__Required task__. Filter the data below and copy every line that contains the string "byway", matching case exactly.

START Recorded information

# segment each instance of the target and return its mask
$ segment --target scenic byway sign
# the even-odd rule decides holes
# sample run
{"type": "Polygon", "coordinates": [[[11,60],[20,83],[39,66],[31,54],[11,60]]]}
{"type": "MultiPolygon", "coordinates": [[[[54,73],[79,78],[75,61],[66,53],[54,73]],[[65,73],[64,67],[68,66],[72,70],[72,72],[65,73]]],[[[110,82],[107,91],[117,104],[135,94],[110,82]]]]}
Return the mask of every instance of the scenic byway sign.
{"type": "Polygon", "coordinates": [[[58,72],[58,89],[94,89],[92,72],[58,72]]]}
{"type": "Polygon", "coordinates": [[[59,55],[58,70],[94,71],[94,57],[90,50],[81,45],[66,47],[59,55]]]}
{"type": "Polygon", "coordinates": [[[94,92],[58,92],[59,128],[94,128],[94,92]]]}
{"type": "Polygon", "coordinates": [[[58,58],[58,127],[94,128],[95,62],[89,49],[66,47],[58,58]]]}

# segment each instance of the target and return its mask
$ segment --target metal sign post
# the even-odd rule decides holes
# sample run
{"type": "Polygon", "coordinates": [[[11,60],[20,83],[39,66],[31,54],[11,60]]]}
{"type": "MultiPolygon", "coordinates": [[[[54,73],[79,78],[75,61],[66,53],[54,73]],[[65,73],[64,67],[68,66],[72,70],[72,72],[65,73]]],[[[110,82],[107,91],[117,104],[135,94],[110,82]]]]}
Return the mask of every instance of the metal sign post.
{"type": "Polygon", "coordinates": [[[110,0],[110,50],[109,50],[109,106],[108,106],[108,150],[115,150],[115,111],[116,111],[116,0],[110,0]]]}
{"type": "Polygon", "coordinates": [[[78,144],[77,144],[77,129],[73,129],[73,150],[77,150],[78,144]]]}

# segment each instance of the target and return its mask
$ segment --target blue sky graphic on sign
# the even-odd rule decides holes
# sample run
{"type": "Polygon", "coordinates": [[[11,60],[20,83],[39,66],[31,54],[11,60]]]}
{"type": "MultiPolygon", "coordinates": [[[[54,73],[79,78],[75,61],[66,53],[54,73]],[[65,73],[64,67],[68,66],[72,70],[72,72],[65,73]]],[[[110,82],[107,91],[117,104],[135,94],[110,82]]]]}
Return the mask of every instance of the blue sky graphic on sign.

END Recorded information

__Task solution__.
$ segment --target scenic byway sign
Return the mask of every instance of the scenic byway sign.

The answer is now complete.